== What to produce ==
Output all of the records exactly as written.

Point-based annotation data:
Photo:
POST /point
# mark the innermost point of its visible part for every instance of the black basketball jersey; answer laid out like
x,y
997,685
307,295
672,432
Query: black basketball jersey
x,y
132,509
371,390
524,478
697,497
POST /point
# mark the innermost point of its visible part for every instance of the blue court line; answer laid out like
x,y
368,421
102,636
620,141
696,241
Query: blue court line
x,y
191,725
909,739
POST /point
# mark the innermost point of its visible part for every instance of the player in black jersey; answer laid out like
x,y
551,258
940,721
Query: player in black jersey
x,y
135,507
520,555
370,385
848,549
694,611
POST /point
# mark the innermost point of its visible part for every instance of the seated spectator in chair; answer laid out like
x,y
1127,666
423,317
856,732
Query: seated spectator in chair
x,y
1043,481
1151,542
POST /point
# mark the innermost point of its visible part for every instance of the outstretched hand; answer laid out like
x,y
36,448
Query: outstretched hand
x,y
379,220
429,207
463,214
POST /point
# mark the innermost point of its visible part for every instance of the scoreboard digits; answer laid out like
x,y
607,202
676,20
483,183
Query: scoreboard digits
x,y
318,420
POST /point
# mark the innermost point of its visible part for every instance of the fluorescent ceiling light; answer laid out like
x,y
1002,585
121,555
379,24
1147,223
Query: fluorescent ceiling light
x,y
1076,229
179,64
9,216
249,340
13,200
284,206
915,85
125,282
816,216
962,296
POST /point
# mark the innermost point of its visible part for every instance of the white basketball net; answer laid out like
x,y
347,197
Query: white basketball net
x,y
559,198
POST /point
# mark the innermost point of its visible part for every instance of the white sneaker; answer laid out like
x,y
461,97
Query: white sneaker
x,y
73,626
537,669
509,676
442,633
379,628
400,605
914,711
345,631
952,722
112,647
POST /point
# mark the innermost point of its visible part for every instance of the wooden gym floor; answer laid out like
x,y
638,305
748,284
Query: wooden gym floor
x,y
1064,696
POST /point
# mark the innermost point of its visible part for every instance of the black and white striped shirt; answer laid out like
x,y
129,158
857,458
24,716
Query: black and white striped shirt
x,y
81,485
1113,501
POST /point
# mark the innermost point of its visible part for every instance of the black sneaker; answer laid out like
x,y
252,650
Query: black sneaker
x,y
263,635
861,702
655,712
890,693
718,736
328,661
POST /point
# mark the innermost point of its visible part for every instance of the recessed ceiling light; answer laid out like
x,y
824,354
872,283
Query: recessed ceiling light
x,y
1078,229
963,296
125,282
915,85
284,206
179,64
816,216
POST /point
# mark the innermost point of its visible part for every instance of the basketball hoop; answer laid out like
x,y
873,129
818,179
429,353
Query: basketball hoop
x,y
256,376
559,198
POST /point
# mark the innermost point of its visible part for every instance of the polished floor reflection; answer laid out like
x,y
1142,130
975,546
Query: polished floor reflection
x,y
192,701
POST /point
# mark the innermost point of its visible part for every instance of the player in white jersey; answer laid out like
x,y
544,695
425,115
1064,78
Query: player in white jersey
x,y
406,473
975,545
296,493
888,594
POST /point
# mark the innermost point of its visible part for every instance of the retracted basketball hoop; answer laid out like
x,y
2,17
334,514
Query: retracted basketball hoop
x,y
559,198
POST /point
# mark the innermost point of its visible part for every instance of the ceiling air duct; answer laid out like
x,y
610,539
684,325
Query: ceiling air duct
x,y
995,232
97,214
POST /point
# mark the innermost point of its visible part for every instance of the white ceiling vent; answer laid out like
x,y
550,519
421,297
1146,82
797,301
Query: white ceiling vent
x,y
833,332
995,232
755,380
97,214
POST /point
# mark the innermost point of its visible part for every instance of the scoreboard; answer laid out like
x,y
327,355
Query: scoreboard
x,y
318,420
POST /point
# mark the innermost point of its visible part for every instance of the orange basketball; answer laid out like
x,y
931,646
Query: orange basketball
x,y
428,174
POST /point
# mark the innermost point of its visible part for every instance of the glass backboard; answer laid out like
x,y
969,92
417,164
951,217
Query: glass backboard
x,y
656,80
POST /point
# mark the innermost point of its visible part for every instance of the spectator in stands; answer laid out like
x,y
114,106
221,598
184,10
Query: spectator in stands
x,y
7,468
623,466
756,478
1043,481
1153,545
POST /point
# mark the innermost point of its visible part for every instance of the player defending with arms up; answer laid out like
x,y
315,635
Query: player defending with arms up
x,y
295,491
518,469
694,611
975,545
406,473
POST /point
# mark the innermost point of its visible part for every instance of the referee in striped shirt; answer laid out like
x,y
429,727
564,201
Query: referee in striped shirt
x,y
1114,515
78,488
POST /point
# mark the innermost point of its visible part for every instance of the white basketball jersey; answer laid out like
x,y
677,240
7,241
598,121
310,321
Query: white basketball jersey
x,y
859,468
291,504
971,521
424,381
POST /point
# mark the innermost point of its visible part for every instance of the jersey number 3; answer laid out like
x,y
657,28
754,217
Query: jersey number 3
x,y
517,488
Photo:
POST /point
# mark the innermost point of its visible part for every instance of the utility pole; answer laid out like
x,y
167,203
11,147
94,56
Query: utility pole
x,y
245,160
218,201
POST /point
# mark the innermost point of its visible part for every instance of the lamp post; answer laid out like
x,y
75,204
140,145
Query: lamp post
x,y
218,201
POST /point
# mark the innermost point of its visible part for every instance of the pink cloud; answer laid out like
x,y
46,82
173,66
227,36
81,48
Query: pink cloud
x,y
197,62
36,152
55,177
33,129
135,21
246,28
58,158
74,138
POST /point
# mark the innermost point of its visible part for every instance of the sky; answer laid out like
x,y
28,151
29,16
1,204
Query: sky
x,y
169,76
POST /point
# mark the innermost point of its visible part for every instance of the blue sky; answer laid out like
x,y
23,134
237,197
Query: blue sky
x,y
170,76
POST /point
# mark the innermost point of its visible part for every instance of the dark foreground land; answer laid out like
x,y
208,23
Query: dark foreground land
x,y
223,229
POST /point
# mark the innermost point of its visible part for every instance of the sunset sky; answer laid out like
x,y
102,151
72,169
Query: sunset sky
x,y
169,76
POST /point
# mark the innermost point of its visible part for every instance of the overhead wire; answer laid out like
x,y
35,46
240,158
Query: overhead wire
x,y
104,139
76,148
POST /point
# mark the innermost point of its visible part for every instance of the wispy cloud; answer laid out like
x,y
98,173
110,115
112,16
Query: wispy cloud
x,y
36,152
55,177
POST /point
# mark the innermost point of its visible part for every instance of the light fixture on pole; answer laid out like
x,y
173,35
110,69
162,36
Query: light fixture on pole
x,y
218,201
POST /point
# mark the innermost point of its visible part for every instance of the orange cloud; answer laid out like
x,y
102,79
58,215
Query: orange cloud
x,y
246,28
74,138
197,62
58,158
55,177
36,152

== Response to the exercise ==
Photo:
POST /point
# mark the innermost point of its visible part for every instance of the black basketball jersey; answer laid out like
x,y
997,685
307,295
672,432
Query: black basketball jersey
x,y
132,509
371,390
524,478
697,497
POST /point
# mark the innermost point of its visible part for every instance of the blue court line; answer laid out like
x,y
368,421
102,636
620,141
696,241
Query: blue court line
x,y
191,725
909,739
POST /point
# mark the innermost point of its visible part for every instance of the player in black jersey; answer laid out like
x,y
551,258
940,721
Query: player in black jersey
x,y
135,507
520,555
370,385
848,549
694,611
POST /point
# mark the innermost point of its visible part for every instance of the seated spectator in chair; answer laid out like
x,y
1127,666
423,317
856,732
Query: seated spectator in chair
x,y
1043,481
1151,542
POST /point
# mark the innermost point of its visible part for every instance of the outstretched hand; answer laid out like
x,y
36,448
Query: outstretched hand
x,y
379,220
429,207
463,214
POST /point
# mark the innermost point of its visible part for every instance of the scoreboard digits; answer laid out like
x,y
607,202
676,20
483,183
Query: scoreboard digits
x,y
318,420
POST /point
# mark the innermost point of its visible part for every instance of the fluorescent ceiling light; answer laid out like
x,y
1002,585
121,555
379,24
1147,223
Query: fluorescent ceiling light
x,y
1076,229
179,64
9,216
249,340
13,200
284,206
915,85
125,282
816,216
962,296
POST /point
# mark the innermost point of its visible part for every instance of the white basketball net; answer laid out like
x,y
347,197
Query: white basketball net
x,y
559,198
POST /point
# mark the innermost point of its visible part for every instance of the white sneaker; answer laid out like
x,y
461,97
Query: white sneaker
x,y
73,626
537,669
509,676
442,633
379,628
400,605
914,711
345,631
952,722
112,647
POST /point
# mark the innermost point of its visible part for every instance of the wooden gym floor; answer laid out like
x,y
638,305
748,284
Query: wooden gym floor
x,y
1064,696
POST /point
# mark the innermost point of its visible part for every instance of the black and white striped shirt; answer laid out like
x,y
129,158
857,458
24,716
Query: black and white striped shirt
x,y
81,485
1113,501
POST /point
# mark the innermost point of its visible part for every instance of the black sneaker; answer laid out like
x,y
252,650
Query: black sneaker
x,y
263,635
861,702
655,712
890,693
718,736
328,661
POST /point
# mark the innermost point of its visible part for every instance of the recessed ceiling light; answer laid out like
x,y
824,354
872,283
Query: recessed ceiling light
x,y
1078,229
963,296
125,282
915,85
284,206
179,64
816,216
POST /point
# mark the innermost point of its visible part for every instance of the basketball hoop; answer laid out like
x,y
873,129
818,179
429,353
Query: basketball hoop
x,y
256,376
559,198
POST /point
# mark the innermost point of its visible part for every instance of the polished floor reflection; answer laid out like
x,y
1142,130
975,546
Query: polished floor reflection
x,y
192,701
POST /point
# mark the innermost point of its visible part for every instance of the player in white jersey; answer laid out like
x,y
544,695
425,115
1064,78
Query: player in white jersey
x,y
406,473
975,545
296,493
888,594
POST /point
# mark the innermost point of its visible part for every instance of the retracted basketball hoop; answer laid out like
x,y
2,17
334,514
Query: retracted basketball hoop
x,y
559,198
POST /point
# mark the innermost point of its visible part for every instance of the ceiling air duct; answer laid out like
x,y
610,539
684,325
Query: ceiling air duct
x,y
995,232
97,214
POST /point
# mark the innermost point of its visible part for every instance of the white ceiling vent; answer laid out like
x,y
550,519
421,297
1146,82
797,301
Query: white ceiling vent
x,y
833,332
995,232
755,380
97,214
POST /point
# mark the innermost point of its visible part for every instance of the scoreboard; answer laid out like
x,y
327,355
Query: scoreboard
x,y
318,420
POST /point
# mark the innermost point of its visible part for every instance of the orange basketball; answer laid out like
x,y
931,646
Query: orange basketball
x,y
428,174
POST /point
# mark the innermost point of its visible part for every instance of the glass backboard; answer laid out like
x,y
969,92
417,164
951,217
Query: glass backboard
x,y
656,80
POST /point
# mark the innermost point of its visible part for every instance of the spectator in stands; answer laid out like
x,y
114,106
221,598
184,10
Query: spectator in stands
x,y
7,468
623,466
756,478
1043,481
1153,545
POST /point
# mark the innermost point of its visible part for every instance of the player defending with arms up; answer laid out like
x,y
315,635
Query: player defending with arms up
x,y
295,491
518,469
694,611
975,545
406,473
POST /point
# mark the innermost point of its visible part for every instance of the referee in striped shirt; answer laid out like
x,y
429,727
564,201
Query: referee in striped shirt
x,y
1114,515
78,488
POST /point
# mark the innermost point of its visible part for every instance of the white basketball jersey; answer laid out like
x,y
677,240
7,241
598,121
310,321
Query: white basketball jersey
x,y
859,468
291,504
971,521
424,381
POST /point
# mark the innermost point of its visible part for every instance of the jersey number 3; answer laid out like
x,y
657,28
754,217
Query: jersey number 3
x,y
517,488
Photo:
POST /point
# mark the innermost point of its visible part for every instance of the utility pole; answer laid out like
x,y
167,203
11,147
94,56
Query: utility pole
x,y
245,160
218,201
POST /point
# mark the innermost point of its visible part for every instance of the lamp post; answer laid out like
x,y
75,204
140,145
Query: lamp post
x,y
218,201
POST /point
# mark the innermost point of its visible part for every instance of the pink cloud; answer laid out like
x,y
46,82
173,66
227,36
81,48
Query: pink cloud
x,y
197,62
36,152
55,177
33,129
135,21
246,28
58,158
74,138
POST /point
# mark the innermost point of its visible part for every instance of the sky; answer laid out like
x,y
28,151
29,16
1,204
Query: sky
x,y
169,76
POST /point
# mark the innermost point of its visible part for every instance of the blue sky; answer laid out like
x,y
23,134
237,197
Query: blue sky
x,y
170,76
POST /point
# mark the innermost point of its visible part for every instance of the dark foreground land; answer laid out like
x,y
208,23
Query: dark foreground land
x,y
223,229
POST /point
# mark the innermost point of its visible part for every instance of the sunset sky; answer laid out like
x,y
102,151
72,169
Query: sunset sky
x,y
169,76
POST /point
# mark the innermost point of its visible part for every instance of the overhead wire; answer laid out like
x,y
35,46
240,158
Query: overhead wire
x,y
104,139
76,148
POST /point
# mark the innermost point of its visible part for every instance of the wispy cloud; answer laid out like
x,y
98,173
110,115
112,16
Query: wispy cloud
x,y
36,152
55,177
POST /point
# mark the innermost point of its visible part for every instance of the light fixture on pole; answer laid out like
x,y
173,35
110,69
162,36
Query: light fixture on pole
x,y
218,201
POST /point
# mark the innermost point of its visible part for every instance of the orange cloud; answer laid out like
x,y
102,79
58,215
Query: orange cloud
x,y
246,28
74,138
197,62
58,158
55,177
36,152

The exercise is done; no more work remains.